-------- Information provided
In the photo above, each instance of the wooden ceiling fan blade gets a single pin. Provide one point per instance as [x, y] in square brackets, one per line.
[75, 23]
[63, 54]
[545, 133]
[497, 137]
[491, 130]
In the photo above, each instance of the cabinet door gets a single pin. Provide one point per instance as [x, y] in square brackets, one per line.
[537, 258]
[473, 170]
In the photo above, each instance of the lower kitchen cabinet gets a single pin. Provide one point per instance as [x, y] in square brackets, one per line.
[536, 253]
----------------
-------- Information provided
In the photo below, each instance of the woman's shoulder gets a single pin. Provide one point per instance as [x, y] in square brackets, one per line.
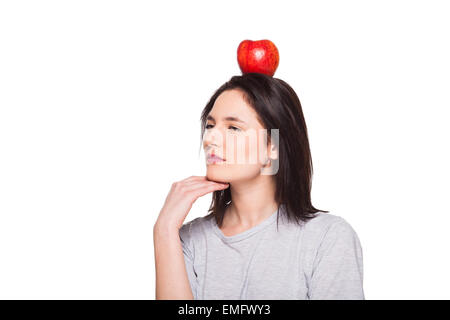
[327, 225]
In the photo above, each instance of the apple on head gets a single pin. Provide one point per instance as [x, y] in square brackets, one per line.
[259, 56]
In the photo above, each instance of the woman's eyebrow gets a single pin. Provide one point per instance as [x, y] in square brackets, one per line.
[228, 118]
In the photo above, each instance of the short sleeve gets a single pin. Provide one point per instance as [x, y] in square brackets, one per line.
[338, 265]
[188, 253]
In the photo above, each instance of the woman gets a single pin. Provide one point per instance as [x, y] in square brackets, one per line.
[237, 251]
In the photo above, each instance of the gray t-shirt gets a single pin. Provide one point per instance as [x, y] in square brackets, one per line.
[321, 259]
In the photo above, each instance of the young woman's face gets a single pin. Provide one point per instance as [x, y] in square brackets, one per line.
----------------
-------- Information provided
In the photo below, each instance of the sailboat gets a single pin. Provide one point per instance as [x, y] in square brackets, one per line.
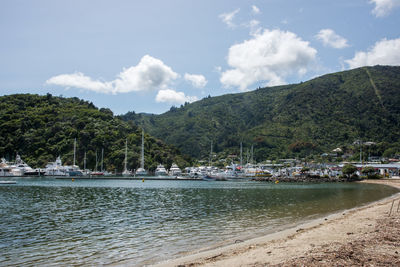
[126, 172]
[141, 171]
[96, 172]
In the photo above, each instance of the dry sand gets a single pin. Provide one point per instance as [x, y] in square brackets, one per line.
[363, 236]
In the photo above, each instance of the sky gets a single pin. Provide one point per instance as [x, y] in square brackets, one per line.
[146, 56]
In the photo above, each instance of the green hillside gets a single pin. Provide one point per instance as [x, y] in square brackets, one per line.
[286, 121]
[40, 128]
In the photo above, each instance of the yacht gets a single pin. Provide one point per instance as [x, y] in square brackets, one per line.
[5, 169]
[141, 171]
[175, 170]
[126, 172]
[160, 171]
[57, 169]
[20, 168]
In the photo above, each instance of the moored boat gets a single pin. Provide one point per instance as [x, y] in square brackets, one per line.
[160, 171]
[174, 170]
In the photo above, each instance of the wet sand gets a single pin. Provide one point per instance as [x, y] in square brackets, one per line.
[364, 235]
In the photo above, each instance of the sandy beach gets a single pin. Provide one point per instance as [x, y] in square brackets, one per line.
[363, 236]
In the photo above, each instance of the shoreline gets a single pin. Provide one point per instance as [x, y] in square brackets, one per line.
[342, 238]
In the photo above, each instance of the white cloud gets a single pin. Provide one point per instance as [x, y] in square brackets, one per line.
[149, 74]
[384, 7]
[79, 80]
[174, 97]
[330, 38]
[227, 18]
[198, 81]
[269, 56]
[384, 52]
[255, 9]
----------------
== Written problem ==
Report each line of the data above that contains the word "cabinet", treating the match as case-sensitive.

== Response for this exercise ==
In the photo above, each instance of the cabinet door gets a single pin. Provide one point per instance as [x, y] in square brackets, one per line.
In the photo above, each instance of the lower kitchen cabinet gets a single pin. Provide one point per instance as [x, y] in square brackets, one per line.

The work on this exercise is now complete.